→ **ACTIONS TO TAKE**:
1: Reproduce the passage on economics graduate training from "What economists talk" up to and including "core macroeconomics courses.".
2: In the passage on economics graduate training below, what does Harald Uhlig say that he does not believe in, above all?

→ **SELECTION**:

-*-

Grossman agrees that models can be abused. An economist is obliged to spell out assumptions, he says, though “just because you write down your assumptions doesn’t mean they’re good assumptions.” Like Varoufakis, he describes interests in the real world that are neither neutral nor academic. “There’s no question that if you’re a trade economist and you write a model that says protection is great,” he says, “the interests will use your model. And they will hire you.”
What economists talk about, he says, matters to pocketbooks—more so than with physicists. But he doesn’t think this should change the way his department trains economists. He is in the business of teaching people who will graduate and go looking for jobs. “You have to teach graduate students the discipline,” he says, “otherwise you’re doing them a disservice.” Princeton has not altered its approach since the financial crisis, other than changes individual professors have made to their core macroeconomics courses.
Harald Uhlig, chair of the economics department at the University of Chicago, another of the No. 1-rated economics graduate schools in the U.S., offers a kind of a model of his own. In an e-mail, he writes: “Above all, I do not believe in central planning. What is true in private markets is true in PhD education as well: It is good to see different places try different approaches, to let the PhD students decide where they want to be educated, and to let the marketplace for future scientists decide what works and what does not. I am sure that if the new PhD program in Athens is successful and produces the top young economics researchers of the next generation, many other PhD programs will take notice.”
It’s not clear whether Uhlig already knew that the department in Athens is on its last legs, so we’ll take his e-mail at face value. It, too, contains an assumption: that the market for grants and hires at economics departments is driven by quality and value to the public alone.

-*-

→ **AVAILABLE DATA**:
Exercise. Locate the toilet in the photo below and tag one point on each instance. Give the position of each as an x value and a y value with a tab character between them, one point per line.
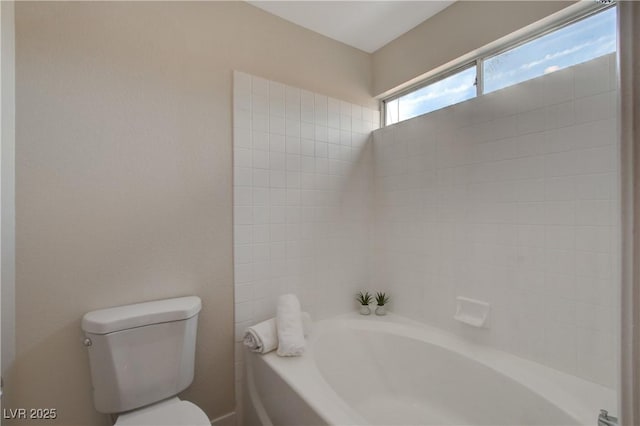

-*-

→ **SOLUTIONS TO THE TASKS**:
1:
What economists talk about, he says, matters to pocketbooks—more so than with physicists. But he doesn’t think this should change the way his department trains economists. He is in the business of teaching people who will graduate and go looking for jobs. “You have to teach graduate students the discipline,” he says, “otherwise you’re doing them a disservice.” Princeton has not altered its approach since the financial crisis, other than changes individual professors have made to their core macroeconomics courses.

2: Central planning.